═════ MATERIAL PROVIDED

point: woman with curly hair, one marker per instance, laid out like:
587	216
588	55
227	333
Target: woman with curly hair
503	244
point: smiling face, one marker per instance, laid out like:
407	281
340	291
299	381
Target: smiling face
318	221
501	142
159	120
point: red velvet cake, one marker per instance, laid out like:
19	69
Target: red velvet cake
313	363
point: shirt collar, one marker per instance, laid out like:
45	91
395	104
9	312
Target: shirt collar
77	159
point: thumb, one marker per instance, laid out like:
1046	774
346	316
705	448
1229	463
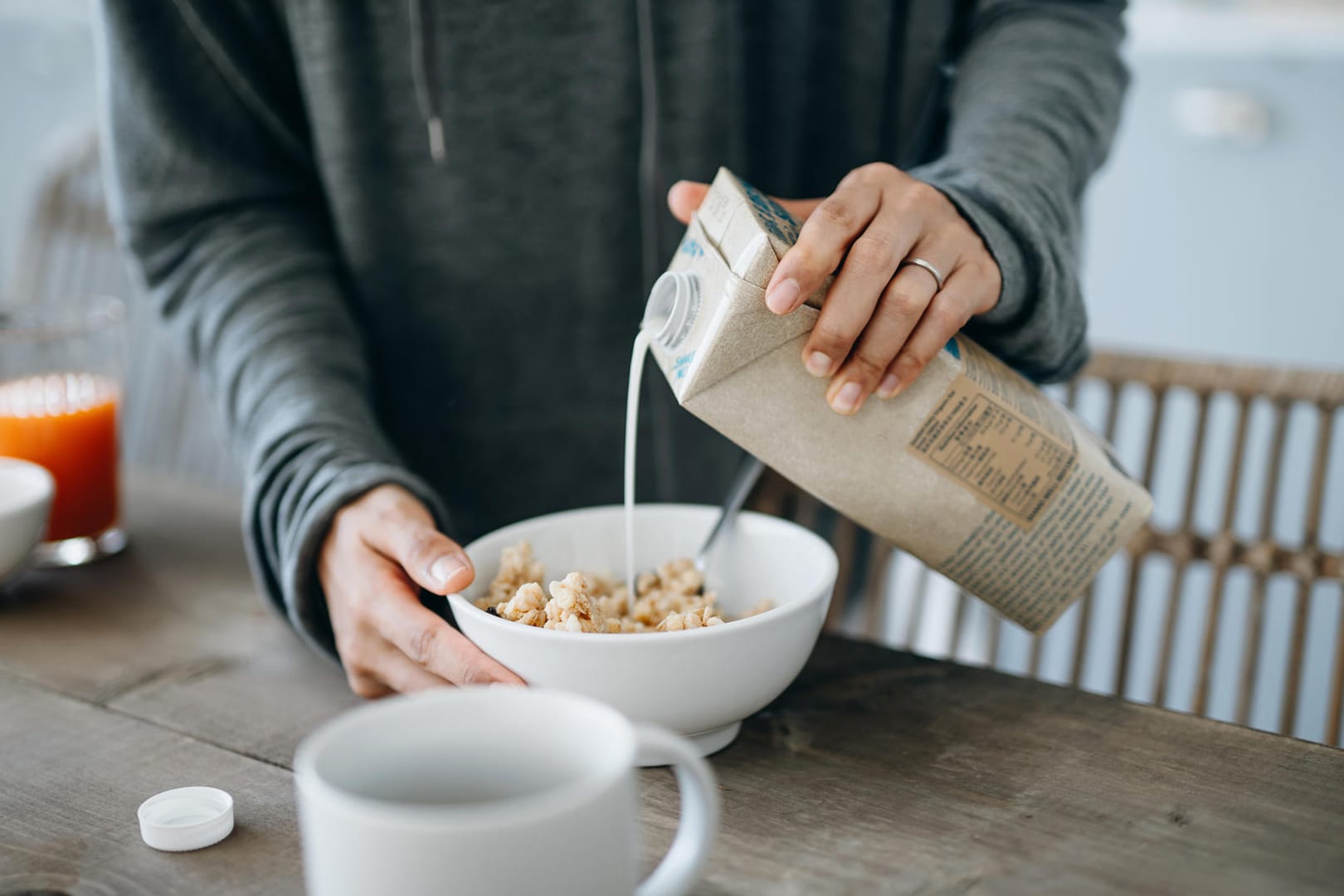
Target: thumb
684	197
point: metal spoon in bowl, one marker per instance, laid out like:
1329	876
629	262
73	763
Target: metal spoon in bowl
746	479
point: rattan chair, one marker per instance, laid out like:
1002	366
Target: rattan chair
67	253
1234	455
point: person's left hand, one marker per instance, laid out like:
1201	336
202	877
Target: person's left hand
882	320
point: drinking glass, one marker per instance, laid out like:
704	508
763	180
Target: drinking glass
61	373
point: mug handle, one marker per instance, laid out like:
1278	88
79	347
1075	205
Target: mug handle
684	863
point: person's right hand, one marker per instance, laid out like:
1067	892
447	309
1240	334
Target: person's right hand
381	550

══════════

**WHAT YOU ARE ASKED TO DO:** Write out every line of the material above again, requests included, but offset each coordinate in the answer points by -97 and keep the sample coordinates inside the requests unchanged. Leave the pictures out of your answer.

**EXPECTED ANSWER:**
point: woman with curly hair, one marker per instance, laid out like:
587	216
588	55
227	333
Target: woman with curly hair
406	147
point: smiling face, one marker per instance, laid out like:
407	281
340	291
299	381
Target: smiling face
221	124
404	45
62	23
point: red velvet cake, one marker per instance, laid out like:
19	69
Target: red velvet cake
216	266
point: shirt collar, one marker per instance, laid out like:
45	91
395	104
9	312
Target: shirt collar
-20	62
point: thumb, one marker per instance, laid out like:
1046	774
346	316
705	448
1229	463
Target: thumb
587	100
point: metal spoon in bowl, one marker per instance, laid out like:
1329	876
629	262
73	763
Target: metal spoon in bowl
649	382
point: rattan chair, one marker per instance, laid out like:
1002	366
Target: rattan chair
-30	156
1137	358
point: person's left hand, one marker per instance, laid out like:
1201	336
202	877
Target: person's left hand
785	223
point: drinking glass, one marker per instance, laid out like:
704	508
763	180
Target: drinking glass
-36	276
point: mug handle, one marker per instance, laid out like:
1278	88
79	347
1075	205
Target: mug handle
587	766
point: person's right hand, one marker per instance, laid out like:
1067	892
447	309
1240	334
Target: person's right hand
284	453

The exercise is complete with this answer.